==== DATA FOR THIS EXERCISE
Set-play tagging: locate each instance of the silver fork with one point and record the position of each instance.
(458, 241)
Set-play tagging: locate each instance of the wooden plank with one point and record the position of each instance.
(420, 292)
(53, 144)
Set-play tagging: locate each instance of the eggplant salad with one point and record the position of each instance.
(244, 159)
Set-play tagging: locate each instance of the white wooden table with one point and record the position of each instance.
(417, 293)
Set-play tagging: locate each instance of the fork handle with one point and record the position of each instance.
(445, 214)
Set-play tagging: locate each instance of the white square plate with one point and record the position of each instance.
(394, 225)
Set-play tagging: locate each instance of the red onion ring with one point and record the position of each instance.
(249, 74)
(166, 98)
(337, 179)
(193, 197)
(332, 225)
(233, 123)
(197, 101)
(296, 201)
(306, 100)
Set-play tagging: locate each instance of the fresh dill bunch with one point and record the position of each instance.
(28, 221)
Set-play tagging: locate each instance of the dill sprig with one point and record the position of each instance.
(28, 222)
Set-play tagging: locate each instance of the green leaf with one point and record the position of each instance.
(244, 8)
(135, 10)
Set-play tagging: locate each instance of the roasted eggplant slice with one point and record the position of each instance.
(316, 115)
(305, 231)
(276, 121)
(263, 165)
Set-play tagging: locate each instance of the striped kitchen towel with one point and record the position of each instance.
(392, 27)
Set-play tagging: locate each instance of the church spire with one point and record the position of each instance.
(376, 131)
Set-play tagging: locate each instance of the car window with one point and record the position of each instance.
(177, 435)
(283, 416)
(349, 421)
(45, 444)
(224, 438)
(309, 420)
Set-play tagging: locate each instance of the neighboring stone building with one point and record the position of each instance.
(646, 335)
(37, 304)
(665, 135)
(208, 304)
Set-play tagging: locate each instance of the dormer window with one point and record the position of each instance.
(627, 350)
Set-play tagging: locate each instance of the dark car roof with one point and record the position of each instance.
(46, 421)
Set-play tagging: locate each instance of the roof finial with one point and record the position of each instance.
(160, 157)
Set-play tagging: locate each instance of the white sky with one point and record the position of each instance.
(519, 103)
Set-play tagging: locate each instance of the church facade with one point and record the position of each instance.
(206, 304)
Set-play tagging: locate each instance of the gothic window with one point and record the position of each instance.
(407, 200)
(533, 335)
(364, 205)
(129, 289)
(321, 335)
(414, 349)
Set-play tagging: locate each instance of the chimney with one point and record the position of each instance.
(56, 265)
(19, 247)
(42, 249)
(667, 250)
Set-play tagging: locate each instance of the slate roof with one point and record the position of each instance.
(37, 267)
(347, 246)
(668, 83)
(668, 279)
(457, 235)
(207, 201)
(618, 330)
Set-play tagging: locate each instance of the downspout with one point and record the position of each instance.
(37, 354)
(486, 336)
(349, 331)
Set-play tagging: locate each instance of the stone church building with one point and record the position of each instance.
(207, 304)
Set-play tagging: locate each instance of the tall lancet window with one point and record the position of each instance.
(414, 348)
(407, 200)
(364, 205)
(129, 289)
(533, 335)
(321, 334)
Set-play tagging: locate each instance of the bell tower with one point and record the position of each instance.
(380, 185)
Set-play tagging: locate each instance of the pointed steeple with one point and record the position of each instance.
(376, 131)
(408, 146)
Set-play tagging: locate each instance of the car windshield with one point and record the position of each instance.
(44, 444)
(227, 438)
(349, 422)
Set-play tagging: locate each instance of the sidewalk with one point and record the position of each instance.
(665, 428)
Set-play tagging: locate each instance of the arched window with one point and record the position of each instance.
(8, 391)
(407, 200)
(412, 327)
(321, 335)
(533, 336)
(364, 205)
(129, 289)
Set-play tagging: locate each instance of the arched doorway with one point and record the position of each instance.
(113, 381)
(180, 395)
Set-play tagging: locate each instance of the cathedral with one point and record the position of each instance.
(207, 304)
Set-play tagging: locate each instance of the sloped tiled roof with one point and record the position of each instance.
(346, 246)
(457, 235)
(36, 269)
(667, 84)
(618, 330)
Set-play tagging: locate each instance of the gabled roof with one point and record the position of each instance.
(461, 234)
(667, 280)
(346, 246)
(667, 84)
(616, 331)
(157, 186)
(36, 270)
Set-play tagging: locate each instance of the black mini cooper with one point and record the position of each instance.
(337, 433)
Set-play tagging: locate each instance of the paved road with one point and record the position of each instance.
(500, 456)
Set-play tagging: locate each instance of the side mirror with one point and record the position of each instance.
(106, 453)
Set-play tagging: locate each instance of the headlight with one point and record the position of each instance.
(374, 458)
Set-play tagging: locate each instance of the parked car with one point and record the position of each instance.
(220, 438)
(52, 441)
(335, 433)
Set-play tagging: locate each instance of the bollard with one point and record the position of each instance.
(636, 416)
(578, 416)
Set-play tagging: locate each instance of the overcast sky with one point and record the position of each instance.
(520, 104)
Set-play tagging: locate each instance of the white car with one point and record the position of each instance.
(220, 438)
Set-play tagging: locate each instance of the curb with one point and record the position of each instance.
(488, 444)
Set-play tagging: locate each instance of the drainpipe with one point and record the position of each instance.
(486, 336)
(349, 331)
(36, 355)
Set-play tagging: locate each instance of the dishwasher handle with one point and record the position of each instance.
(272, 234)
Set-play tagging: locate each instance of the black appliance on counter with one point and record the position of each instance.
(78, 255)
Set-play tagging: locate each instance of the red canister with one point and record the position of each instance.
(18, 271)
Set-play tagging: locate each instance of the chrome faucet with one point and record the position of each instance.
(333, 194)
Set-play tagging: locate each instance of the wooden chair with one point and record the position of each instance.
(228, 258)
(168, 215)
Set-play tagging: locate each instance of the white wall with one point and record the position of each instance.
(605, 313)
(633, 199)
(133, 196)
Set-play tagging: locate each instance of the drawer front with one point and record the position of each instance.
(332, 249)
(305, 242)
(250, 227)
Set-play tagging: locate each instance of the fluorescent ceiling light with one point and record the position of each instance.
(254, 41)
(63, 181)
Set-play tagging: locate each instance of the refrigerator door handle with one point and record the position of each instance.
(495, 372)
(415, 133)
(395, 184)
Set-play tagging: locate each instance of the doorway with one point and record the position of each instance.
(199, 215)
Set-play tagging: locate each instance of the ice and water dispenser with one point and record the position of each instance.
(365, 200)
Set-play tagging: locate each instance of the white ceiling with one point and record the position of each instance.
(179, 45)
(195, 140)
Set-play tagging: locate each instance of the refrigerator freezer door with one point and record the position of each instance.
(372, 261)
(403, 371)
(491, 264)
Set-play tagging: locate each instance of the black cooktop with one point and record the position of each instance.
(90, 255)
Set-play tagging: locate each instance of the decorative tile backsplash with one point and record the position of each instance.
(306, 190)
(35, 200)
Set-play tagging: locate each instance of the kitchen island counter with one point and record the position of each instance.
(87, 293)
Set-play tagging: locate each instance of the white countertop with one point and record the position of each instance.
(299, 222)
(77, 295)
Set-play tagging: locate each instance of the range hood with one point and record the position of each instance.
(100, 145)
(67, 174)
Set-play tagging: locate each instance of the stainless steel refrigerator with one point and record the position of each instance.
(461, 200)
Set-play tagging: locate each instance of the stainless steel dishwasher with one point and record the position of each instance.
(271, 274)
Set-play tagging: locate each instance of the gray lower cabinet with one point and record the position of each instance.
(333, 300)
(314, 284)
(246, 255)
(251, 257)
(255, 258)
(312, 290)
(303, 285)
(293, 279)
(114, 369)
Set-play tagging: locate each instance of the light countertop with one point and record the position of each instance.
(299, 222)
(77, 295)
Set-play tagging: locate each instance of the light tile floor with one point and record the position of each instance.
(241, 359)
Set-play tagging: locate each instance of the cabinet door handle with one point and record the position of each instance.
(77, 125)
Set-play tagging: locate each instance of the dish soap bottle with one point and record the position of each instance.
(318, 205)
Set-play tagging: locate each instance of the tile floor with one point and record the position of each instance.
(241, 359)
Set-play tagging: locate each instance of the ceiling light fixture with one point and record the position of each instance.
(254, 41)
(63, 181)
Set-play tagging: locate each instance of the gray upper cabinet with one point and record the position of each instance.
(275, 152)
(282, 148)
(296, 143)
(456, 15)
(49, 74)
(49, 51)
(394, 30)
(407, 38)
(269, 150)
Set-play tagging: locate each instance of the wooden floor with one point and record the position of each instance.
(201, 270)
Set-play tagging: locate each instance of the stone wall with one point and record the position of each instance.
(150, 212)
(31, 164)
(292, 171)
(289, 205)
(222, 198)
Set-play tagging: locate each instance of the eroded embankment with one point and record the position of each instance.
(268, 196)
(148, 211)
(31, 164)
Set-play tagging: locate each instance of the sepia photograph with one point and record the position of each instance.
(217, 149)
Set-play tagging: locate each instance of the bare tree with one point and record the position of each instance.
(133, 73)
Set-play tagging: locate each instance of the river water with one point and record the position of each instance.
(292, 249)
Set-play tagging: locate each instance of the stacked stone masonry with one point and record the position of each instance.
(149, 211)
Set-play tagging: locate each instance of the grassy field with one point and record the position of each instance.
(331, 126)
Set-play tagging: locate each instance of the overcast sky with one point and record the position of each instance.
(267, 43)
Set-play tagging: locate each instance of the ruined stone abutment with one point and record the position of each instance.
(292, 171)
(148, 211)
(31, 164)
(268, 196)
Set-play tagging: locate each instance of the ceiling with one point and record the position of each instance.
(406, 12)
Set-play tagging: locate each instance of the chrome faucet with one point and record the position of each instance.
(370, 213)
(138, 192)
========
**STATED PROBLEM:**
For this exercise, please retype exactly the lines in the listing from the line with "Set-play tagging: locate each instance of the bare" through its last line, both ends included.

**EXPECTED OUTPUT:**
Set-play tagging: locate each instance of the bare tree with one point and record the position of each instance.
(133, 73)
Set-play tagging: locate each instance of the river water with one point and record the position of each instance.
(292, 249)
Set-play tagging: locate each instance of the stacked stone masonry with one point and record the position of each instance.
(149, 211)
Set-play tagging: locate each instance of the grassy field with one point and record the position of each instance.
(331, 126)
Set-play tagging: locate each instance of the overcast sky with one point and record the position of each instance.
(267, 43)
Set-play tagging: locate each instance of the ruined stone abutment with one point and record the position of each instance.
(292, 171)
(148, 211)
(31, 164)
(268, 196)
Set-play tagging: locate each instance of the ceiling with one point and record the position of each instance.
(406, 12)
Set-play tagging: locate each instance of the chrome faucet with one point and record the position of each instance.
(370, 213)
(138, 192)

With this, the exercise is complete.